▶ _Short problem_:
In everything from the line containing "Do you see the house" down to the line containing "[0,369,139,450]", change "house" to "building" and write those lines out again with nothing else altered.

▶ _Available records_:
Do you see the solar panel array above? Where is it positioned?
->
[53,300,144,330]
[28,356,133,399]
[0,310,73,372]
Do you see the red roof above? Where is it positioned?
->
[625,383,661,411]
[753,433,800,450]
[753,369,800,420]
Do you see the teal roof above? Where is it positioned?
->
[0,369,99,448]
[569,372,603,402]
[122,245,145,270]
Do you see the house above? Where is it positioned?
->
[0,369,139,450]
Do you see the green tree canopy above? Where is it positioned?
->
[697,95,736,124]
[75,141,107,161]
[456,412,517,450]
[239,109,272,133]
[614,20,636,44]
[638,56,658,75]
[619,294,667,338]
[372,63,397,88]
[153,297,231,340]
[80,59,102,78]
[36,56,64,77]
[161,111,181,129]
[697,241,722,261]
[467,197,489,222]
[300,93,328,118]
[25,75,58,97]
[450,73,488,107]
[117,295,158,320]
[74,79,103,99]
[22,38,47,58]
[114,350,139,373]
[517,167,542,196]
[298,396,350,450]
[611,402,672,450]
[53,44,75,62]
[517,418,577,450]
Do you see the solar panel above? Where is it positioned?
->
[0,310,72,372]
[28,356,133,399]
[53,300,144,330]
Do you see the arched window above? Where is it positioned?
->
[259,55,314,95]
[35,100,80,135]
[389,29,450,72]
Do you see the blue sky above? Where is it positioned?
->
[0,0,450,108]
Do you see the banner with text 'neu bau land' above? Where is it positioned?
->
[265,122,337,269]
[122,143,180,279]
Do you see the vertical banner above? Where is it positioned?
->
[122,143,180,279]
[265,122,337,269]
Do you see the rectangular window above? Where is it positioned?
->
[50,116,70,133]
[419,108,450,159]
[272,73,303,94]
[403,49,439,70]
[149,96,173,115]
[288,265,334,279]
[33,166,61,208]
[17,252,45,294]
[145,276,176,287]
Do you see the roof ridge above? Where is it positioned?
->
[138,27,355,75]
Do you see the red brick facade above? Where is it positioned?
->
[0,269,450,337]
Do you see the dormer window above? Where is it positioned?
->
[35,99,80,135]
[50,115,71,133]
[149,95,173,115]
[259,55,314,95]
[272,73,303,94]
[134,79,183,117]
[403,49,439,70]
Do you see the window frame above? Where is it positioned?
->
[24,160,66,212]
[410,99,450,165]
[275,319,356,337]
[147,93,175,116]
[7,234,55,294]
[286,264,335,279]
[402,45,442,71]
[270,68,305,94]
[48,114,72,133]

▶ _Response to the exercise_:
Do you see the building above? Where is it positioned?
->
[0,369,139,450]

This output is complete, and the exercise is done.